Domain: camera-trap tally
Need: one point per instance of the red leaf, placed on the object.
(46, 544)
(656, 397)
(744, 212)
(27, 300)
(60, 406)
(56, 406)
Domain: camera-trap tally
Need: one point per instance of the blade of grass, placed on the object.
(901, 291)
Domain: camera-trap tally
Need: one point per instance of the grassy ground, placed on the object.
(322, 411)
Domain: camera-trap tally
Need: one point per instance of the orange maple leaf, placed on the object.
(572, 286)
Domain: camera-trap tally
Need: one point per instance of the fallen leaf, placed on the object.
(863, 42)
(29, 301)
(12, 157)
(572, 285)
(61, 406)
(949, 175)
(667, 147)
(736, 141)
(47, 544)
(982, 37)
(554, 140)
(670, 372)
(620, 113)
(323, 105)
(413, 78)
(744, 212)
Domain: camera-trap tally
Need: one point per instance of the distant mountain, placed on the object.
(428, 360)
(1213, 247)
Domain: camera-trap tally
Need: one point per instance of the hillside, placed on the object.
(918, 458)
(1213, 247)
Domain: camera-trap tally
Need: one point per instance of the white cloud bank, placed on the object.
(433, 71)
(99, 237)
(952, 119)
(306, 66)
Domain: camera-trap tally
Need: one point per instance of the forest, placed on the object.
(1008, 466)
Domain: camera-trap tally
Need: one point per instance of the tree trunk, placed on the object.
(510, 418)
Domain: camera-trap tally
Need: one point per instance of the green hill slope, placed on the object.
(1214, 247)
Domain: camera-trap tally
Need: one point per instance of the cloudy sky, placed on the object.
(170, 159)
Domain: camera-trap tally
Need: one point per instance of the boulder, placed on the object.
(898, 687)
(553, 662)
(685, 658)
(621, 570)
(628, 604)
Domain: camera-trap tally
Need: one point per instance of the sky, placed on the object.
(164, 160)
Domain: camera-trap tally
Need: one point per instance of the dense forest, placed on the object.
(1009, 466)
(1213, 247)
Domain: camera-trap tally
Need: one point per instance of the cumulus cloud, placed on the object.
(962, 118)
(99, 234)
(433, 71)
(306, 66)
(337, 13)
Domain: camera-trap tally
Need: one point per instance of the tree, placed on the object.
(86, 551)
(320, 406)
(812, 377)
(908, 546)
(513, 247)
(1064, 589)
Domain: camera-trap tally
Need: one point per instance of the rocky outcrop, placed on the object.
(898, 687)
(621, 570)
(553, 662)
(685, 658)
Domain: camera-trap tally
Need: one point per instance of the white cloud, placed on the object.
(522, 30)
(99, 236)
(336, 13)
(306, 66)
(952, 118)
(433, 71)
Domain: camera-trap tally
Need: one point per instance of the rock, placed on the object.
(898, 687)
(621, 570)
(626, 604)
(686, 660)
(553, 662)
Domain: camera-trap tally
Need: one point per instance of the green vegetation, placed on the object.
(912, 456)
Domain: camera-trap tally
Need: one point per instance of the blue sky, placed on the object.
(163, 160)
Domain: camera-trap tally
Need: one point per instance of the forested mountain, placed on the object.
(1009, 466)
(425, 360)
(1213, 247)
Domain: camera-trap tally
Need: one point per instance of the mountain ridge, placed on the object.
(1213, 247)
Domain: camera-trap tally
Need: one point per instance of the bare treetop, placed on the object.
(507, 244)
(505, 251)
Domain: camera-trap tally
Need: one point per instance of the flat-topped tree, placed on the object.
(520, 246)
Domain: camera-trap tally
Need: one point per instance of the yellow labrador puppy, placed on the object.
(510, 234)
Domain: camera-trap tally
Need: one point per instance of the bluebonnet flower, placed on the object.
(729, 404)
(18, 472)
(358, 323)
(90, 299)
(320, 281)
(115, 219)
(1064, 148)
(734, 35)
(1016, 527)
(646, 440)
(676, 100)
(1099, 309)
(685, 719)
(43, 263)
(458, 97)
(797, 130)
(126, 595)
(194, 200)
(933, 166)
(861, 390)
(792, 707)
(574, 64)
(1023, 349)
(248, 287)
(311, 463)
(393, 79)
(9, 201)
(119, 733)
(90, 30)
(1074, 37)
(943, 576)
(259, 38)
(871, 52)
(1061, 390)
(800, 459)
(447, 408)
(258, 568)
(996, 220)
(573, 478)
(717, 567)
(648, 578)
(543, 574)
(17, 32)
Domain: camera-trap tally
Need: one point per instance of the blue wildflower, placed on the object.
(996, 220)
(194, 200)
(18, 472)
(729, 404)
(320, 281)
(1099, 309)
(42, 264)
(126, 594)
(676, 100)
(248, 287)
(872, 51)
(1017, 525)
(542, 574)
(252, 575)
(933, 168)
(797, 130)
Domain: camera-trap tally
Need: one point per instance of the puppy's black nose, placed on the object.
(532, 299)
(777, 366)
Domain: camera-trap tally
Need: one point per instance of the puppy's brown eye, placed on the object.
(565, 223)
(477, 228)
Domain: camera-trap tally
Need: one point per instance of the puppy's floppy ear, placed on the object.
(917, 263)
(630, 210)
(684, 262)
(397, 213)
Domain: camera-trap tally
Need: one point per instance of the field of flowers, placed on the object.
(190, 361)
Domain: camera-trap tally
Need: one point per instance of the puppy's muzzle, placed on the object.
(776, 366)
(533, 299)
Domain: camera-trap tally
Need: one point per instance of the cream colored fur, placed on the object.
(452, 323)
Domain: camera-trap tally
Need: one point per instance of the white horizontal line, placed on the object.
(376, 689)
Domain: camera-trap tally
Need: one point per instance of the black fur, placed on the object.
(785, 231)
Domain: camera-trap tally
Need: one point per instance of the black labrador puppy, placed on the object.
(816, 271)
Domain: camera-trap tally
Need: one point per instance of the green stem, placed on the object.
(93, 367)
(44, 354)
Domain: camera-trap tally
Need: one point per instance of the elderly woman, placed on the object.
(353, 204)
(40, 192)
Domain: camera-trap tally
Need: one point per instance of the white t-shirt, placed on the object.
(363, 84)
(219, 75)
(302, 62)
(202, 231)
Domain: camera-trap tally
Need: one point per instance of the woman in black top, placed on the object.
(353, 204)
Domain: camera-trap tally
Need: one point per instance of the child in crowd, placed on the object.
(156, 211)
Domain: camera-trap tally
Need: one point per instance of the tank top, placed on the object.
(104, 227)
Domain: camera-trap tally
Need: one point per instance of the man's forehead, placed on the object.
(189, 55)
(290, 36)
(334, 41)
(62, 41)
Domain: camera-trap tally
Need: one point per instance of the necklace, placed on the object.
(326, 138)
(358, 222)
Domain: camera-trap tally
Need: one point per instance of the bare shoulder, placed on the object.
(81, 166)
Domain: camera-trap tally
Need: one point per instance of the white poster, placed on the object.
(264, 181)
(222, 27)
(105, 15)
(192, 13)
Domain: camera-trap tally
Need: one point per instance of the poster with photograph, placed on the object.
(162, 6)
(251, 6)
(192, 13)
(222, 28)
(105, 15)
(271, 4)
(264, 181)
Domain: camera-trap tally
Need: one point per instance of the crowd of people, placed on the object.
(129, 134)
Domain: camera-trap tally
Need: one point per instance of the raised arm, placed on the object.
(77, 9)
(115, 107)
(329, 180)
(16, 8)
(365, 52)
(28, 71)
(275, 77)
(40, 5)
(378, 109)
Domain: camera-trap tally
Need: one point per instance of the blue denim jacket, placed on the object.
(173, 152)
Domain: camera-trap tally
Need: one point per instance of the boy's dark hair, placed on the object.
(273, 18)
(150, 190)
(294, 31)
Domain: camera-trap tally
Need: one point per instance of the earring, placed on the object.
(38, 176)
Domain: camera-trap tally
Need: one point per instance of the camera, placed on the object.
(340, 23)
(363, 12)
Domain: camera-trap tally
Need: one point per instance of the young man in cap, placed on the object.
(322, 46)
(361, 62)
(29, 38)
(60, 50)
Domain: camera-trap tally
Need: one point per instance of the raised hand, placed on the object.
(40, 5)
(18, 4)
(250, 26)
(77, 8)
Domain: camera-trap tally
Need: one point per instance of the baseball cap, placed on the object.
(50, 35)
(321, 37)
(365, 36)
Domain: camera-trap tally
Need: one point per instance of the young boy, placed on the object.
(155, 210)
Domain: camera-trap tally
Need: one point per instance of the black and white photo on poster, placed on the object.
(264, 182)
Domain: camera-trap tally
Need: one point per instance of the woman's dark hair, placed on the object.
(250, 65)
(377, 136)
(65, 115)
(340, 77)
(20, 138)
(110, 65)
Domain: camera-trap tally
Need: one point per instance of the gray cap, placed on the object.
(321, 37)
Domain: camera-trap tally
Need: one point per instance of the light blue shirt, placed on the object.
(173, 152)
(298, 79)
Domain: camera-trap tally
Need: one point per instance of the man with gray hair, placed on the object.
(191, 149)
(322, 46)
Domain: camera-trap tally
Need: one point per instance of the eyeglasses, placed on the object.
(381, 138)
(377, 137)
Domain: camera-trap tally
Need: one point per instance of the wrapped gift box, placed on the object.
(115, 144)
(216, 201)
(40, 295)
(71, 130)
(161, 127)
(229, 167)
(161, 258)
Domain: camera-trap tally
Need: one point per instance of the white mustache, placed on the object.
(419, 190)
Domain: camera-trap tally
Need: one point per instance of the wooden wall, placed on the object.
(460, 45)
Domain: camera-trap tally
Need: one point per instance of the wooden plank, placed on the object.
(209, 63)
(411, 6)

#####

▸ **WHAT TO DO**
Could you reproduce the items verbatim, from the first line of the items through the line containing "(1008, 466)"?

▸ **FULL SOLUTION**
Domain: camera-trap tally
Need: one point per instance of the red leaf, placed on the object.
(46, 544)
(656, 397)
(744, 212)
(27, 300)
(60, 406)
(56, 406)
Domain: camera-trap tally
Need: one point per instance of the blade of grass, placed on the object.
(901, 291)
Domain: camera-trap tally
Need: one point per instance of the grassy ground, placed on the object.
(322, 411)
Domain: camera-trap tally
Need: one point per instance of the orange maple leaf, placed on the object.
(572, 286)
Domain: camera-trap tally
Need: one point per instance of the fallen leaf, placed on the object.
(863, 42)
(29, 301)
(12, 157)
(572, 285)
(61, 406)
(949, 175)
(667, 147)
(736, 141)
(47, 544)
(982, 37)
(554, 140)
(670, 372)
(620, 113)
(323, 105)
(413, 78)
(744, 212)
Domain: camera-trap tally
Need: one point per instance of the distant mountain, placed on the object.
(428, 360)
(1213, 247)
Domain: camera-trap tally
Need: one point per instance of the hillside, placed on the object.
(918, 458)
(1213, 247)
Domain: camera-trap tally
Need: one point per instance of the white cloud bank, placed on the object.
(433, 71)
(99, 237)
(952, 119)
(306, 66)
Domain: camera-trap tally
Need: one point per instance of the forest, placed on the object.
(1008, 466)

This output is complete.